(Labeled region records)
[Begin]

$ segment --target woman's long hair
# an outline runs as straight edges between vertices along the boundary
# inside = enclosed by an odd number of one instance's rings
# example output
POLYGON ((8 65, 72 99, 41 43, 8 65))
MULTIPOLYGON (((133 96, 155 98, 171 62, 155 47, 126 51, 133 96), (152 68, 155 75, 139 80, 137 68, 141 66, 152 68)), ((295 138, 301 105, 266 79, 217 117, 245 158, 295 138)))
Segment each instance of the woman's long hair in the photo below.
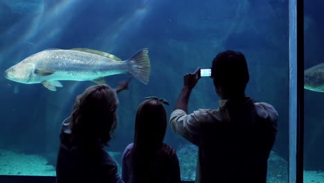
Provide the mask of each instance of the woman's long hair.
POLYGON ((98 139, 107 145, 117 126, 118 103, 115 91, 107 85, 87 88, 77 97, 71 115, 73 139, 98 139))
POLYGON ((139 105, 132 153, 135 182, 154 182, 154 173, 150 171, 154 171, 154 155, 163 144, 166 126, 166 111, 159 101, 149 99, 139 105))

[End]

WHAT IS EXPECTED:
Reproduce every line of the listing above with "woman's long hair" switched to "woman's hair" wherever it occurs, leaving everything else unchanged. Omit the pictures from your answer.

SOLUTION TO THIS PROBLEM:
$ segment --target woman's hair
# an outline runs as straight edges between vertices along the boundary
# inside = enclosed by an odd number of one instance's rings
# example output
POLYGON ((8 65, 72 99, 41 43, 8 65))
MULTIPOLYGON (((133 96, 155 98, 171 62, 155 47, 126 51, 133 96), (152 68, 155 75, 139 80, 137 68, 141 66, 152 68)), ((295 138, 301 105, 266 79, 217 117, 245 158, 295 138)))
Segment each instance of the woman's hair in the photo below.
Provide the mask of each instance of the woman's hair.
POLYGON ((98 139, 107 145, 117 126, 118 103, 115 91, 107 85, 87 88, 77 97, 71 115, 73 139, 98 139))
POLYGON ((139 105, 132 153, 135 182, 154 182, 154 173, 150 171, 154 171, 154 155, 163 144, 166 126, 166 111, 159 101, 149 99, 139 105))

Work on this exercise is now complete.